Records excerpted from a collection
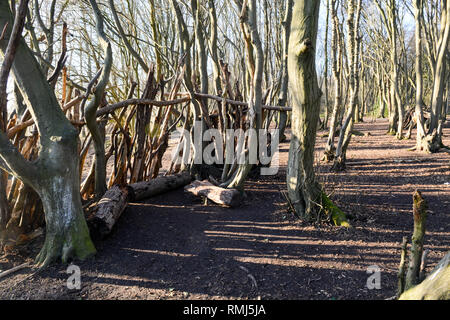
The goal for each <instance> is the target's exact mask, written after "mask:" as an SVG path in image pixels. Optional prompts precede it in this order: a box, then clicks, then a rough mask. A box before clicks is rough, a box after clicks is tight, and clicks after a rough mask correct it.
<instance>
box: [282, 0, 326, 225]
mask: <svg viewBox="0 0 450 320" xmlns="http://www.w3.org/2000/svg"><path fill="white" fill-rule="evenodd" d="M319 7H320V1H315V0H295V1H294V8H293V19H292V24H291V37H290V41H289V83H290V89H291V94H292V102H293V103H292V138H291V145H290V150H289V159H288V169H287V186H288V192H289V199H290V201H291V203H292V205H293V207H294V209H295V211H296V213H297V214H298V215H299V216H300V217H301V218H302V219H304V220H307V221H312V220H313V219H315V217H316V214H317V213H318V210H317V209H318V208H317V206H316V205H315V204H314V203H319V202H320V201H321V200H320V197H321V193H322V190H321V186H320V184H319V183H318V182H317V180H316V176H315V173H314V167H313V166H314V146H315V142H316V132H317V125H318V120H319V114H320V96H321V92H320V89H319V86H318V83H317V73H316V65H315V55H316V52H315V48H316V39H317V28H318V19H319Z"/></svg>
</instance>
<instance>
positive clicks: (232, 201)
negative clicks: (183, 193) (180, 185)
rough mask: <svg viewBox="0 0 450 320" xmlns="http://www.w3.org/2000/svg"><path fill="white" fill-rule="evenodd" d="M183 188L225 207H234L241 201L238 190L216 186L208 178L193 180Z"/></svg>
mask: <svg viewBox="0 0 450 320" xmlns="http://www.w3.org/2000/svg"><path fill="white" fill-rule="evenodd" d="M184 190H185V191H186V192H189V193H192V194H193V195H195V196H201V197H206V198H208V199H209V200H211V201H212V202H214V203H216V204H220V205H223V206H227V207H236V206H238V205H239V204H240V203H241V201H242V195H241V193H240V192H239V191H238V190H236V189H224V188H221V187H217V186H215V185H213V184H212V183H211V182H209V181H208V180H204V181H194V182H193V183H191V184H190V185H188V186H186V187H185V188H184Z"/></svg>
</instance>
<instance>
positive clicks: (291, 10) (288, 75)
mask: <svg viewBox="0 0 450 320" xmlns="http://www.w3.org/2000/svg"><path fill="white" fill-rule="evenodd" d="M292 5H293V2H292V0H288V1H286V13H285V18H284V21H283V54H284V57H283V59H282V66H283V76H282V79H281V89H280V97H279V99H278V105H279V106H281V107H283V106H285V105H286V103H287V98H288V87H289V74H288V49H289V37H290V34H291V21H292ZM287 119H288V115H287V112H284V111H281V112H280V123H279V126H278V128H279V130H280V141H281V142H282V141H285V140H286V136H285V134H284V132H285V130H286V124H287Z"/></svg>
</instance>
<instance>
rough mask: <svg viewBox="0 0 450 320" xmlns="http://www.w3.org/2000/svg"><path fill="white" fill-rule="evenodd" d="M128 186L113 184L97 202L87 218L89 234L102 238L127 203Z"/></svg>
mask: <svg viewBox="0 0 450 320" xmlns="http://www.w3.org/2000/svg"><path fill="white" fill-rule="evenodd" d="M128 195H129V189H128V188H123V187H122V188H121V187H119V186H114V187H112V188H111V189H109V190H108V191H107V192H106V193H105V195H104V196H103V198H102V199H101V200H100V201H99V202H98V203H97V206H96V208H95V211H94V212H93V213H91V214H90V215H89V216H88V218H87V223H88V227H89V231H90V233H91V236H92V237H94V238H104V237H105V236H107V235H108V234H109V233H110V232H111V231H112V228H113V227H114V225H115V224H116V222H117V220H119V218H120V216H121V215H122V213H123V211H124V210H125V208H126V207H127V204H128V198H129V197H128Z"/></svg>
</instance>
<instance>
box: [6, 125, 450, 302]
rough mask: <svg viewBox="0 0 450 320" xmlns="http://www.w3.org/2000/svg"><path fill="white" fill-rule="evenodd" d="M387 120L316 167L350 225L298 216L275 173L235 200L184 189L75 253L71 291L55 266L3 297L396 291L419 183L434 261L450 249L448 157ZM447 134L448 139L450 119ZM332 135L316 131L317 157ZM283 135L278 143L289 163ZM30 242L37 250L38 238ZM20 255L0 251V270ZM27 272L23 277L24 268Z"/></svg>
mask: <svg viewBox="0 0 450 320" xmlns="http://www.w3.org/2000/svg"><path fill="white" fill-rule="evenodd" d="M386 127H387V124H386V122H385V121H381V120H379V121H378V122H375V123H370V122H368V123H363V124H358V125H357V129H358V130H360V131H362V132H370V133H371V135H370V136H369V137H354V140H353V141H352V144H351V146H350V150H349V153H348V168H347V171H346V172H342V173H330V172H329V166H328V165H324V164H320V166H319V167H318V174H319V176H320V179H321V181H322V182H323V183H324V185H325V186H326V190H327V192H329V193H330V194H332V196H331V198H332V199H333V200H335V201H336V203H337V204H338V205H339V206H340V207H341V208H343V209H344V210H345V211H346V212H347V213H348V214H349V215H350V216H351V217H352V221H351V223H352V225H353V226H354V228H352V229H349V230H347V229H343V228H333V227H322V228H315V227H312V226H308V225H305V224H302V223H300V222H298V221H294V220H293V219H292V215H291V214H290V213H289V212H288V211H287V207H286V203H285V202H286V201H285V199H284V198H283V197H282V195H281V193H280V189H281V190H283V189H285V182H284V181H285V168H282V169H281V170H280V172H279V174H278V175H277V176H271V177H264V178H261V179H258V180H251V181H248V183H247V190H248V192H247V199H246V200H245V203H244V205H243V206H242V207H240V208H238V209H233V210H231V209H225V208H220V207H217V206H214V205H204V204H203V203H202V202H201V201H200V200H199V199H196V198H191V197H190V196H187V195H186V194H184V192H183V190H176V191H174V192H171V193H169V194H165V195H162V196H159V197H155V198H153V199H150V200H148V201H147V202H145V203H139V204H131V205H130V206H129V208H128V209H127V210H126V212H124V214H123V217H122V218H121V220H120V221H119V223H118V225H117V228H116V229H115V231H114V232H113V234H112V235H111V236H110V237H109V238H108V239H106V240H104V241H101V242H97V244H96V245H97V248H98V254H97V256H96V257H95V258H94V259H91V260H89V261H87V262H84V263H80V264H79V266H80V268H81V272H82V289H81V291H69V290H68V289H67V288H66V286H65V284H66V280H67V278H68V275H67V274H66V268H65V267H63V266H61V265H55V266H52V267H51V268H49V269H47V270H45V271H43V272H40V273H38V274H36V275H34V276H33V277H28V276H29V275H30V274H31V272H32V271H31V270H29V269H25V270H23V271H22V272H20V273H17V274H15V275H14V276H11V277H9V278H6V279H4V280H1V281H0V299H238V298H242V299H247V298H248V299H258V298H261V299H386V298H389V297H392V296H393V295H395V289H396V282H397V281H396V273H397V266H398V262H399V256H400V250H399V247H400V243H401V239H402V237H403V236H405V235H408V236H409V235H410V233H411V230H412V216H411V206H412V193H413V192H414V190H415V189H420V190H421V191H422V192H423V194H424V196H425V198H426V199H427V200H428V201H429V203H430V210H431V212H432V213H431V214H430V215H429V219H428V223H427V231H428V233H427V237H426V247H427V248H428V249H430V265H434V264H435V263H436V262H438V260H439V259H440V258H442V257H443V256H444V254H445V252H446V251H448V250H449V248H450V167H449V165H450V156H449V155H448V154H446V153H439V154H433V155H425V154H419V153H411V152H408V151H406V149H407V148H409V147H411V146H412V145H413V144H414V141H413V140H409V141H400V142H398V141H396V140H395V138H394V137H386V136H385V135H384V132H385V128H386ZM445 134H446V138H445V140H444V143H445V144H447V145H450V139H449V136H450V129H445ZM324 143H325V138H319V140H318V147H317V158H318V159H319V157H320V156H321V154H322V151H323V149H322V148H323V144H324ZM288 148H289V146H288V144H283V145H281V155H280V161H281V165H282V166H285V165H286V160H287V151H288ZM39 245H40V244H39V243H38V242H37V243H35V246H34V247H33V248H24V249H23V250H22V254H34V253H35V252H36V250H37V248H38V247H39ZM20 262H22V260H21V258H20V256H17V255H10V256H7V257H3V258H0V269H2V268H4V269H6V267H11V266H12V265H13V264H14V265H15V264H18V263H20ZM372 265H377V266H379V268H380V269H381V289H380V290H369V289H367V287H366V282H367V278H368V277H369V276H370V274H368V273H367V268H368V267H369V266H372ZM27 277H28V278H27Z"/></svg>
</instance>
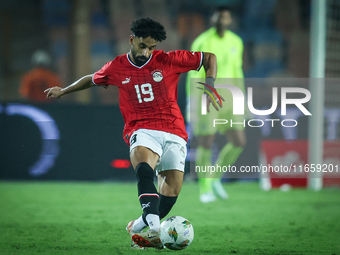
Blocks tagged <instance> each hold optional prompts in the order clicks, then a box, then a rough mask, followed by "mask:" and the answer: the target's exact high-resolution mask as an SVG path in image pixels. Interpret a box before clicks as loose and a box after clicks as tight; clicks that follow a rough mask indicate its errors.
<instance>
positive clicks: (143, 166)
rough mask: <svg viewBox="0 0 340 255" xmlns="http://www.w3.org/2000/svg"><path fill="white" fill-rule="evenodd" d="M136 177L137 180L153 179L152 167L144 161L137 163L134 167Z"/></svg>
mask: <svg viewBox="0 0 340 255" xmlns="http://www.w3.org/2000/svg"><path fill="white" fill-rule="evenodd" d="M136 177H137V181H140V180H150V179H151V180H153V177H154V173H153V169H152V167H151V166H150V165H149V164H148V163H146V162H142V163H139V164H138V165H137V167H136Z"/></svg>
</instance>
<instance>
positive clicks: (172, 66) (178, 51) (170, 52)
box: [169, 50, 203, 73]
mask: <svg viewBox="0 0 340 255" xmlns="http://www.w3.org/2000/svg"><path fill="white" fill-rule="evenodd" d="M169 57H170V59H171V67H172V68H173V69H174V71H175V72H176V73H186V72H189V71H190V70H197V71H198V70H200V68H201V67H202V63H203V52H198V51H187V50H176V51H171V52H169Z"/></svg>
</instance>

• **WHAT THE TASK REQUIRES**: Your answer must be the number of lines above that contain the word "image", stated alone.

• **RESULT FOR THIS EXERCISE**: 2